Отрывок страницы.
Как и их предшественники, историки советской формации также испытывали дискомфорт в отрыве от своих личных собраний. Например, М.В. Нечкина, по свидетельству ее учеников, многие книги приобретала в двух экземплярах: один для дома и один для дачи, чтобы не испытывать нехватку необходимых книг при частых переездах за город и обратно. В ее дачном саду на Николиной Горе была устроена специальная журнальная беседка. В ней все стены были сплошь заставлены комплектами периодики.

Можно сказать, что ее мечта иметь собственную библиотеку, которая служила бы ей для «приобретения больших, глубоких и основательных познаний во многих, в очень многих науках» и которая, полагала Милица Васильевна в самом начале своего творческого пути, «…уж ни в коем случае не исполнится» [ «И мучилась, и работала невероятно», 2013. С. 76], осуществилась в полной мере.

Рассуждая о столь сильно желаемом книжном собрании, она коснулась даже эстетической стороны библиофильства. М.В. Нечкина рассказала о том, какие чувства вызывали у нее предполагаемые тома личной библиотеки. 31 октября 1915 г. на страницах дневника она призналась, что издания из общественных библиотек не могли доставить ей то счастье, что ей давали «собственные, красивые, толстые, красиво переплетенные книги» [Там же]. Осознавая нереальность своих библиофильских грез, М.В. Нечкина примирилась, казалось бы, с необходимостью пользоваться общими фондами. Нужные книги для работы, полагала она, можно взять из библиотеки, как и поступала, беря «некрасивые, тонкие, не переплетенные». М.В. Нечкина была согласна, что такое предубеждение «глупо», и одновременно признавалась, что внешний облик книги влиял даже на ее работу с ней: «Я так люблю красивую внешность в книгах, что, когда ее нет, мне неприятно, больно, тяжело читать» [Там же].

Собранными в своих библиотечных коллекциях книгами многие историки делились с другими исследователями, давая им возможность использовать их для научной работы. По свидетельству С.В. Бахрушина, С.Б. Веселовский одинаково охотно, с искренним удовольствием открывал свои коллекции и друзьям, и случайным знакомым, и молодежи. Сергей Владимирович с благодарностью вспоминал, как историк распахнул перед ним «все богатства своего собрания копий и богатейшей своей библиотеки» [Бахрушин, 1995. С. 151].

«Надо бы мне сегодня же побывать […] и у Степана Борисовича Веселовского», – писал в письме к жене А.Е. Пресняков, добавив, что, хотя и не воспользовался любезным предложением коллеги остановиться в принадлежавшем тому доме на Арбате, он попросит «у него позволения пользоваться для занятий его библиотекой, особенно “Полным собранием российских летописей”» [Александр Евгеньевич Пресняков, 2005. С. 785].

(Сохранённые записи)
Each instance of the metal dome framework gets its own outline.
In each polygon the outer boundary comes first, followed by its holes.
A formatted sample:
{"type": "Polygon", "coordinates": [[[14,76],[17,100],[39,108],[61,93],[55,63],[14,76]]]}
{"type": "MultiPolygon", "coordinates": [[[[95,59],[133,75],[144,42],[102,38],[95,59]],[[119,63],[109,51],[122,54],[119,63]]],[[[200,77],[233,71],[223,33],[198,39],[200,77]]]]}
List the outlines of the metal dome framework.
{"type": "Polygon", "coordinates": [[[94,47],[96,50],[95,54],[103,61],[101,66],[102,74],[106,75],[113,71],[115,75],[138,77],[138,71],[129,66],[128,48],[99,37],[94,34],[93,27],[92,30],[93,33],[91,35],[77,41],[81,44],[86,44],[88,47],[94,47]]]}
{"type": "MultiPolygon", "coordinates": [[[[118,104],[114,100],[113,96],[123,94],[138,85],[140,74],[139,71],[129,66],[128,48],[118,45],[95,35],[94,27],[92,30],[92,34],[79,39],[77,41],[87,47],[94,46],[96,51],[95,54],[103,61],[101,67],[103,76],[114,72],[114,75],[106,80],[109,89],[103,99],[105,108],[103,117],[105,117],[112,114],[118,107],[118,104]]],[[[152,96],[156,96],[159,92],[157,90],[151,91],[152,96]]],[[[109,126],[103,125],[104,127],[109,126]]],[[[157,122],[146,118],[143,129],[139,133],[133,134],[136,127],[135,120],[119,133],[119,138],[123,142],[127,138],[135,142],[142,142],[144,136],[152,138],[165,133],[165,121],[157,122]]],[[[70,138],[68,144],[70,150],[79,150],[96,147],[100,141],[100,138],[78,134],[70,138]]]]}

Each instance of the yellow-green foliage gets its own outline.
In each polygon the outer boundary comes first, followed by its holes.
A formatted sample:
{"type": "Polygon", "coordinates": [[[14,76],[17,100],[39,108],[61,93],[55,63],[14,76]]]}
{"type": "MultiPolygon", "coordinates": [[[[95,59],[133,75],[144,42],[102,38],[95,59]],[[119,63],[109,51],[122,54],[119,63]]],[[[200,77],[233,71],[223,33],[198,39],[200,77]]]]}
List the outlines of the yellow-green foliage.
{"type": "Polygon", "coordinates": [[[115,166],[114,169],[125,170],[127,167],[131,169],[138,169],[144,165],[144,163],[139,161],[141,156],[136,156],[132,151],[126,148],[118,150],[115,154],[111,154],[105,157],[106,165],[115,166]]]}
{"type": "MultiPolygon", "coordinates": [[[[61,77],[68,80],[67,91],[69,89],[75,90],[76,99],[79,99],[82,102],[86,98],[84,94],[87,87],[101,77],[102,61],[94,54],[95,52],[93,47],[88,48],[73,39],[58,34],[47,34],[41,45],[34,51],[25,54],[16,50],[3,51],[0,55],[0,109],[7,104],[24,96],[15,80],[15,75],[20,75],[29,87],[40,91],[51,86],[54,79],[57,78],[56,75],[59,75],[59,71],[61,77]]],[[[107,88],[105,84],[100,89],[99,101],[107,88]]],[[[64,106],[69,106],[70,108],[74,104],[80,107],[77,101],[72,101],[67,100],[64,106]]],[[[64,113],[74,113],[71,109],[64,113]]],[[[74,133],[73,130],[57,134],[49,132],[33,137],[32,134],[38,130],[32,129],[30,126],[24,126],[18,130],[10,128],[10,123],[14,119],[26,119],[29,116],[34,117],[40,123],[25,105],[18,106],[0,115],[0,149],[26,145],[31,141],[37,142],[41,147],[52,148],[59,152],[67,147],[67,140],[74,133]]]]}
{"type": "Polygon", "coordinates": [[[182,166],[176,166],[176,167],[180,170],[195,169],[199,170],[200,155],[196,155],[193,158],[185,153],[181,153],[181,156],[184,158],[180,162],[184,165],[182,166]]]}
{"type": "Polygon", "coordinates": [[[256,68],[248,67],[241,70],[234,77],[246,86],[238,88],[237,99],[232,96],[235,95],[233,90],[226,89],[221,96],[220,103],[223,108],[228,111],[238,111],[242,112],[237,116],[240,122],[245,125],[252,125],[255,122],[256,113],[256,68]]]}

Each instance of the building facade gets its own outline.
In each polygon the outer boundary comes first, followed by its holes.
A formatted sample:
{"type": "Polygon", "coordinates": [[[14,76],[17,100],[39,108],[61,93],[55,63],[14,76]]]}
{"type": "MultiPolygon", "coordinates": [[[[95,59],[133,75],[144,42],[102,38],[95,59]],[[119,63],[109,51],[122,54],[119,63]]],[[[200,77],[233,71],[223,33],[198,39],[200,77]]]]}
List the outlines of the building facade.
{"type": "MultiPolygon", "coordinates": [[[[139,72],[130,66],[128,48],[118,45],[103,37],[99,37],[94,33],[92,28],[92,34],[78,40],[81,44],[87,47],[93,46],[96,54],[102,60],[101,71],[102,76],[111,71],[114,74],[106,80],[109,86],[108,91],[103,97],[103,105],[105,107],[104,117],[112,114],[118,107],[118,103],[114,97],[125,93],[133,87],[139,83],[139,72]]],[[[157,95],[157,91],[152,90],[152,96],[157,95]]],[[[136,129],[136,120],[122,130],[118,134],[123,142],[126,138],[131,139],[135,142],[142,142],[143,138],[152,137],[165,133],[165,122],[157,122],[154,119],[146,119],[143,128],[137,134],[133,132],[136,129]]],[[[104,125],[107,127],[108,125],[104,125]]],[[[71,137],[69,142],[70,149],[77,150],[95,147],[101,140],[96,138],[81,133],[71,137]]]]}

Задача 1.
Назовите всех людей, упомянутых по имени в отрывке о личных библиотеках историков, каждого по одному разу, в виде инициалов и фамилии.
Задача 2.
Продолжите отрывок о личных библиотеках историков, начав сразу после его последнего предложения.
Записи для работы не нужны.

Ответ 1.
М.В. Нечкина, С.В. Бахрушин, С.Б. Веселовский, А.Е. Пресняков

Ответ 2.
Таким образом, книги и личные книжные собрания являлись неотъемлемой частью профессионального быта российских историков прошлого века и важнейшей частью атмосферы их научного творчества и духовной жизни. Библиофильство было одной из традиций сообщества российских историков. Ей продолжают следовать и многие современные историки.

Вместе с тем информационный бум XXI в. вносит свои особенности во взаимоотношения российских историков с книгой. Создание собственных рабочих библиотек остается в научной повседневности ученых как продолжение традиции, но не только. Покупка научной литературы связана также с проблемой комплектации центральных библиотек: далеко не все книги появляются в них, существует проблема с поступлением книг из регионов и из-за рубежа.

Особую актуальность для исследовательской деятельности историков приобретает наличие электронных каталогов научных библиотек и электронных копий книг из их фондов. Они стирают временные и территориальные границы между книгой (научной информацией в широком смысле слова) и ученым. В определенном смысле современные технологии превращают фундаментальные книгохранилища в личные библиотеки историков, которые получают возможность работать с ними практически в формате собственных домашних собраний. Эта развивающаяся новая информационная среда создает благоприятные условия для творческой активности историков.

Библиография

Академик С.Ф. Платонов’. Переписка с историками: В 2 т. Т. 1: Письма С.Ф. Платонова. 1883–1930. М.: Наука, 2003. 388 с.

Александр Евгеньевич Пресняков. Письма и дневники. 1889–1927. СПб.: Дмитрий Буланин, 2005. 967 с.

Архив Российской академии наук (АРАН). Ф. 493. Оп. 3. Д. 54.

Бахрушин С.В. Из воспоминаний // Проблемы социальной истории Европы: от античности до нового времени. Брянск: Брянский гос. пед. ун-т, 1995. С. 141–174.

Богословский М.М. Дневники (1913–1919): Из собрания Государственного Исторического музея. М.: Время, 2011. 800 с.

Готье Ю.В. Мои заметки. М.: ТЕРРА – TERRA, 1997. 592 с.

Гуревич А.Я. История историка. М.: РОССПЭН, 2004. 288 с.

Дневник историка С.А. Пионтковского (1927–1934) / Отв. ред. и вступ. статья А.Л. Литвина. Казань: Казан, гос. ун-т, 2009. 516 с.

Дневники академика М.В. Нечкиной // Вопросы истории. 2006. № 6. С. 131–146. Дневники С.Б. Веселовского 1915–1923, 1944 годов // Вопросы истории. 2000. № 2. С. 89–117.

«И мучилась, и работала невероятно»: Дневники М.В. Нечкиной. М.: РГГУ, 2013. 828 с.

Иконников В.С. Опыт русской историографии. Т. 1.4. 1–2. Киев: Тип. Имп. ун-та св. Владимира, 1891–1892. 1540 с.; т. 2. Ч. 1–2. Киев: Тип. Имп. ун-та св. Владимира, 1908. 1956 с.

Киреева Р.А. А.Л. Иконникова и ее записки по историографии // История и историки. Историографический ежегодник за 1973 г. М.: Наука, 1975. С. 189–213.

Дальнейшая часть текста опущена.